►
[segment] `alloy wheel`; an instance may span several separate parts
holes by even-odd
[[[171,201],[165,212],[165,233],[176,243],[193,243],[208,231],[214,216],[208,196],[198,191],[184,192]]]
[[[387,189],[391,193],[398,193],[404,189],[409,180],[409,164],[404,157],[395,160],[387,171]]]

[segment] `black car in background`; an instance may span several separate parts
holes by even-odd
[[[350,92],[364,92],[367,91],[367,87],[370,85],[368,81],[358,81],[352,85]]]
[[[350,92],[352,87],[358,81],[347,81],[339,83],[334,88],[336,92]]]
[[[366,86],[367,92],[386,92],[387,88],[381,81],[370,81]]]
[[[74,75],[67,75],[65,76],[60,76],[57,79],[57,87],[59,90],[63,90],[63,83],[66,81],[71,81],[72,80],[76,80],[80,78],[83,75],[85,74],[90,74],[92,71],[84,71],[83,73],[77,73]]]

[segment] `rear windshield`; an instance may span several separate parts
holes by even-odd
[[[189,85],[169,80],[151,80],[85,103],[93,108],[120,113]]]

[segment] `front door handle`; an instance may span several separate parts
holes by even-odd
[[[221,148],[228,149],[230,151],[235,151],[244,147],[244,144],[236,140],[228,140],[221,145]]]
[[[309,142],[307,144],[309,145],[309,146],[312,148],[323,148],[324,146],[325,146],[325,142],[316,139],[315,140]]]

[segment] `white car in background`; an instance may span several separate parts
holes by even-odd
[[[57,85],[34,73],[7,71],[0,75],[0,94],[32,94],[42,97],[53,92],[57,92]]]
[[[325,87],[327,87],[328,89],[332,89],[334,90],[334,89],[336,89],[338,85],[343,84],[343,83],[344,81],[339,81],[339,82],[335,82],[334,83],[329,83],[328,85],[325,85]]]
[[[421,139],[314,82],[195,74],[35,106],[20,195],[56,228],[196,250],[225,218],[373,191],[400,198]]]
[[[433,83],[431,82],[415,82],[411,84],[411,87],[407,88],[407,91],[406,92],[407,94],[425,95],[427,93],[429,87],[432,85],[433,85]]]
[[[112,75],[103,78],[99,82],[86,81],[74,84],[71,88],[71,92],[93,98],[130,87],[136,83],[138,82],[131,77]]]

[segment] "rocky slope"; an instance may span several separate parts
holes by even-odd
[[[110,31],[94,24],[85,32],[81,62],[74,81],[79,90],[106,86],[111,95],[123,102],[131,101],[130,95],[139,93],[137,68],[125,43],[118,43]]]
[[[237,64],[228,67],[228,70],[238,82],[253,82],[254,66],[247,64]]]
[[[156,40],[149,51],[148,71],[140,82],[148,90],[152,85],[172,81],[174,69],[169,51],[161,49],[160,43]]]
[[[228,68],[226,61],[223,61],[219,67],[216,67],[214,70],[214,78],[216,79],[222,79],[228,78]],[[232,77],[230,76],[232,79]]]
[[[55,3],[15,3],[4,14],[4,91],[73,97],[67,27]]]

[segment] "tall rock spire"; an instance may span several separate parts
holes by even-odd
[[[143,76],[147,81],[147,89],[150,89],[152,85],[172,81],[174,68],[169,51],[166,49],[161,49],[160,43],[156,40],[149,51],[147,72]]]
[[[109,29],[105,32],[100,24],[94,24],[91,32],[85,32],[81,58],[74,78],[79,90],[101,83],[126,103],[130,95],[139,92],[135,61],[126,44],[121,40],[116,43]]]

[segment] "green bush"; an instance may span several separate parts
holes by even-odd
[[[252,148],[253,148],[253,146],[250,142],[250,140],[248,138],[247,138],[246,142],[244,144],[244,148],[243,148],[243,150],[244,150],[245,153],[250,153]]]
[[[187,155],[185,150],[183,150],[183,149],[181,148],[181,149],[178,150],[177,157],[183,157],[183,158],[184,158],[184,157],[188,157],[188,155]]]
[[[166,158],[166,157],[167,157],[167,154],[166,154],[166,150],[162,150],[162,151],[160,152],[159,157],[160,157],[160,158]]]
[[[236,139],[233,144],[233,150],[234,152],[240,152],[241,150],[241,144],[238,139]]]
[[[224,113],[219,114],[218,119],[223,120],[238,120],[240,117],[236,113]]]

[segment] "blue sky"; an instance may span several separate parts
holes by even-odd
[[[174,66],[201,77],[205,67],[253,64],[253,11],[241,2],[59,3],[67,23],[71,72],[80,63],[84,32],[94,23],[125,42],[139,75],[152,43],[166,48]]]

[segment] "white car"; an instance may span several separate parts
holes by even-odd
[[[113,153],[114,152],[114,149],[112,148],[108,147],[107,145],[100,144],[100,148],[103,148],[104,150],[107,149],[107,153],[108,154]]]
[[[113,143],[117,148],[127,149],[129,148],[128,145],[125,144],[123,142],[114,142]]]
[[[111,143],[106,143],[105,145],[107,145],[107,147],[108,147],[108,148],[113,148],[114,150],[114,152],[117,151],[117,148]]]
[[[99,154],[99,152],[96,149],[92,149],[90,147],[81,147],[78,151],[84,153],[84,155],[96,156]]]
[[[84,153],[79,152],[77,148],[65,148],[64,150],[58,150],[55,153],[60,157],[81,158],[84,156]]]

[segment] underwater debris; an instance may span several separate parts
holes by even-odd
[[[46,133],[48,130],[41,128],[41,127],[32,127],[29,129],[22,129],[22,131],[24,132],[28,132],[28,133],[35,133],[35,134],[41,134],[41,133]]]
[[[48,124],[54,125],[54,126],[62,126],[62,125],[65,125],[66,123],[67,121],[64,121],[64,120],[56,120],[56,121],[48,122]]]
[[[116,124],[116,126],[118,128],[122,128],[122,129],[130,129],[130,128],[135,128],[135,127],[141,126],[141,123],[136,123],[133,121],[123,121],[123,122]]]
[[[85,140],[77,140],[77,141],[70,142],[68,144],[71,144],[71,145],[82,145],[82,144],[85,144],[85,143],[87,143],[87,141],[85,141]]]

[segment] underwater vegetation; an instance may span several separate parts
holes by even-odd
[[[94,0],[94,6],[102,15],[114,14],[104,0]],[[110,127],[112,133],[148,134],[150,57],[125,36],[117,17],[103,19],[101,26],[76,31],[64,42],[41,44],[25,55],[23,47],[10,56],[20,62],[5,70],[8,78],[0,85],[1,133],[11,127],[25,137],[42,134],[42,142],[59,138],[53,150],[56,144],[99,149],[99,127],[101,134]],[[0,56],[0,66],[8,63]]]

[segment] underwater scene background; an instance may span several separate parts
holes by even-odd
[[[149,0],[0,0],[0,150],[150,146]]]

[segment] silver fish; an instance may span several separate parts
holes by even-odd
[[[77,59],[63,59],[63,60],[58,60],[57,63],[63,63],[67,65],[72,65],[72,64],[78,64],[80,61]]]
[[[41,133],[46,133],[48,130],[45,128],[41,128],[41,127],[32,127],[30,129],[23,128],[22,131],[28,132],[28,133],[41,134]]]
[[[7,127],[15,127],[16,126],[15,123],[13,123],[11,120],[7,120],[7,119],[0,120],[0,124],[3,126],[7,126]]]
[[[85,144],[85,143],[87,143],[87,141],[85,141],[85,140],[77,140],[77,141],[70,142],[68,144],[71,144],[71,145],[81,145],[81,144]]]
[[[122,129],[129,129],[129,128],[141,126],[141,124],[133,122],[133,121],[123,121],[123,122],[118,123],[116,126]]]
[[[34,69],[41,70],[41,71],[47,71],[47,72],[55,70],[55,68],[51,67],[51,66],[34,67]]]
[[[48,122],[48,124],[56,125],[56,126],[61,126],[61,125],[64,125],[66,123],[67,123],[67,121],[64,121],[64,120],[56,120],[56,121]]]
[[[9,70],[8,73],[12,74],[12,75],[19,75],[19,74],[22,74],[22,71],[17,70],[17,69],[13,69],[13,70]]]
◄
## BRIEF
Please lay out every line of the material above as a Markdown table with the columns "Row" and "Line", leaving out blank lines.

## FULL RESPONSE
| Row | Line |
|---|---|
| 1 | [segment] `alloy wheel`; an instance may span several separate parts |
| 2 | holes by even-odd |
| 3 | [[[171,201],[165,212],[165,233],[176,243],[193,243],[208,231],[214,216],[208,196],[198,191],[184,192]]] |
| 4 | [[[387,189],[391,193],[398,193],[404,189],[409,180],[409,164],[404,157],[395,160],[387,171]]] |
| 5 | [segment] `black car in background`; an instance may span several separate parts |
| 6 | holes by even-odd |
| 7 | [[[350,92],[364,92],[367,91],[367,87],[370,85],[368,81],[358,81],[352,85]]] |
| 8 | [[[350,92],[352,87],[358,81],[347,81],[339,83],[334,88],[336,92]]] |
| 9 | [[[366,86],[367,92],[386,92],[387,88],[381,81],[370,81]]] |
| 10 | [[[74,75],[67,75],[65,76],[60,76],[57,79],[57,87],[59,90],[63,90],[63,83],[66,81],[71,81],[72,80],[76,80],[80,78],[83,75],[85,74],[90,74],[92,71],[84,71],[83,73],[77,73]]] |
| 11 | [segment] `rear windshield`; an instance may span several separate parts |
| 12 | holes by even-odd |
| 13 | [[[189,85],[169,80],[151,80],[85,103],[93,108],[120,113]]] |
| 14 | [segment] `front door handle`; an instance may span several separate parts |
| 15 | holes by even-odd |
| 16 | [[[221,148],[228,149],[230,151],[235,151],[244,147],[244,144],[236,140],[228,140],[221,145]]] |
| 17 | [[[309,142],[307,144],[309,145],[309,146],[312,148],[323,148],[324,146],[325,146],[325,142],[316,139],[315,140]]] |
| 18 | [segment] `white car in background`; an instance may span several separate parts |
| 19 | holes by even-odd |
| 20 | [[[57,85],[34,73],[7,71],[0,75],[0,94],[32,94],[42,97],[53,92],[57,92]]] |
| 21 | [[[325,87],[327,87],[328,89],[332,89],[334,90],[334,89],[336,89],[338,85],[343,84],[343,83],[344,81],[339,81],[339,82],[335,82],[334,83],[329,83],[328,85],[325,85]]] |
| 22 | [[[421,139],[314,82],[195,74],[35,106],[20,195],[56,228],[196,250],[225,218],[373,191],[400,198]]] |
| 23 | [[[433,83],[431,82],[415,82],[411,84],[411,87],[407,88],[407,91],[406,92],[407,94],[425,95],[427,93],[429,87],[432,85],[433,85]]] |
| 24 | [[[112,75],[103,78],[99,82],[86,81],[74,84],[71,88],[71,92],[93,98],[130,87],[136,83],[138,82],[131,77]]] |
| 25 | [segment] "rocky slope"; an instance may span several separate parts |
| 26 | holes by even-odd |
| 27 | [[[110,31],[94,24],[85,32],[81,62],[74,81],[79,90],[106,86],[111,95],[123,102],[131,101],[130,95],[139,93],[137,68],[125,43],[118,43]]] |
| 28 | [[[237,64],[228,67],[228,70],[238,82],[253,82],[254,66],[247,64]]] |
| 29 | [[[156,40],[149,51],[148,71],[140,82],[148,90],[152,85],[172,81],[174,69],[169,51],[161,49],[160,43]]] |
| 30 | [[[228,68],[226,61],[223,61],[219,67],[216,67],[214,70],[214,78],[216,79],[222,79],[228,78]],[[232,77],[230,76],[232,79]]] |
| 31 | [[[55,3],[15,3],[4,14],[4,91],[73,97],[67,27]]] |
| 32 | [segment] "tall rock spire"; an instance may span several separate parts |
| 33 | holes by even-odd |
| 34 | [[[143,76],[147,81],[147,89],[150,89],[152,85],[172,81],[174,68],[169,51],[166,49],[161,49],[160,43],[156,40],[149,51],[147,72]]] |
| 35 | [[[109,29],[105,32],[100,24],[94,24],[91,32],[85,32],[81,58],[74,78],[79,90],[101,83],[126,103],[130,95],[139,92],[135,61],[126,44],[121,40],[116,43]]] |
| 36 | [segment] "green bush"; an instance may span several separate parts |
| 37 | holes by even-odd |
| 38 | [[[252,148],[253,148],[253,146],[250,142],[250,140],[248,138],[247,138],[246,142],[244,144],[244,148],[243,148],[243,150],[244,150],[245,153],[250,153]]] |
| 39 | [[[187,155],[185,150],[183,150],[183,149],[181,148],[181,149],[178,150],[177,157],[183,157],[183,158],[184,158],[184,157],[188,157],[188,155]]] |
| 40 | [[[166,158],[166,157],[167,157],[167,154],[166,154],[166,150],[162,150],[162,151],[160,152],[159,157],[160,157],[160,158]]] |
| 41 | [[[236,139],[233,144],[233,150],[234,152],[240,152],[241,150],[241,144],[238,139]]] |
| 42 | [[[224,113],[219,114],[218,119],[223,120],[238,120],[240,117],[236,113]]] |
| 43 | [segment] "blue sky"; an instance may span several separate parts |
| 44 | holes by even-odd |
| 45 | [[[174,66],[201,77],[205,67],[253,64],[253,11],[241,2],[59,3],[67,23],[71,72],[80,63],[84,32],[94,23],[125,42],[139,75],[152,43],[166,48]]] |
| 46 | [segment] "white car"; an instance may span several separate parts |
| 47 | holes by even-odd |
| 48 | [[[113,153],[114,152],[114,149],[112,148],[108,147],[107,145],[100,144],[100,148],[103,148],[104,150],[107,149],[107,153],[108,154]]] |
| 49 | [[[113,143],[117,148],[127,149],[129,148],[128,145],[125,144],[123,142],[114,142]]] |
| 50 | [[[111,143],[106,143],[105,145],[107,145],[107,147],[108,147],[108,148],[113,148],[114,150],[114,152],[117,151],[117,148]]] |
| 51 | [[[99,154],[99,152],[96,149],[92,149],[90,147],[81,147],[78,151],[84,153],[84,155],[96,156]]] |
| 52 | [[[84,153],[79,152],[77,148],[65,148],[64,150],[58,150],[55,153],[60,157],[81,158],[84,156]]] |
| 53 | [segment] underwater debris; an instance may span several separate parts |
| 54 | holes by even-odd |
| 55 | [[[46,133],[48,130],[41,128],[41,127],[32,127],[29,129],[22,129],[22,131],[24,132],[28,132],[28,133],[35,133],[35,134],[41,134],[41,133]]] |
| 56 | [[[48,124],[54,125],[54,126],[62,126],[62,125],[65,125],[66,123],[67,121],[64,121],[64,120],[56,120],[56,121],[48,122]]] |
| 57 | [[[116,124],[116,126],[118,128],[122,128],[122,129],[130,129],[130,128],[135,128],[135,127],[141,126],[141,123],[136,123],[133,121],[123,121],[123,122]]] |
| 58 | [[[85,140],[77,140],[77,141],[70,142],[68,144],[71,144],[71,145],[82,145],[82,144],[85,144],[85,143],[87,143],[87,141],[85,141]]] |
| 59 | [segment] underwater vegetation; an instance may span several separate parts |
| 60 | holes by even-odd |
| 61 | [[[94,0],[94,6],[102,15],[114,14],[104,0]],[[110,127],[112,133],[148,134],[150,57],[125,36],[117,17],[103,19],[101,26],[76,31],[64,42],[41,44],[25,55],[23,47],[10,56],[20,62],[5,70],[8,78],[0,85],[1,133],[11,127],[25,137],[42,134],[42,142],[59,138],[53,150],[56,144],[99,149],[99,127],[101,134]],[[0,56],[0,66],[8,63]]] |
| 62 | [segment] underwater scene background; an instance may span several separate parts |
| 63 | holes by even-odd |
| 64 | [[[149,0],[0,0],[0,150],[150,146]]] |
| 65 | [segment] silver fish; an instance may span several separate parts |
| 66 | holes by even-odd |
| 67 | [[[77,59],[63,59],[63,60],[58,60],[57,63],[63,63],[67,65],[72,65],[72,64],[78,64],[80,61]]] |
| 68 | [[[41,133],[46,133],[48,130],[45,128],[41,128],[41,127],[32,127],[30,129],[23,128],[22,131],[28,132],[28,133],[41,134]]] |
| 69 | [[[7,127],[15,127],[16,126],[15,123],[13,123],[11,120],[7,120],[7,119],[0,120],[0,124],[3,126],[7,126]]] |
| 70 | [[[85,144],[85,143],[87,143],[87,141],[85,141],[85,140],[77,140],[77,141],[70,142],[68,144],[71,144],[71,145],[81,145],[81,144]]] |
| 71 | [[[122,129],[129,129],[129,128],[141,126],[141,124],[133,122],[133,121],[123,121],[123,122],[118,123],[116,126]]] |
| 72 | [[[34,69],[41,70],[41,71],[47,71],[47,72],[55,70],[55,68],[51,67],[51,66],[34,67]]] |
| 73 | [[[48,122],[48,124],[56,125],[56,126],[61,126],[61,125],[64,125],[66,123],[67,123],[67,121],[64,121],[64,120],[56,120],[56,121]]] |
| 74 | [[[9,70],[8,73],[12,74],[12,75],[19,75],[19,74],[22,74],[22,71],[17,70],[17,69],[13,69],[13,70]]] |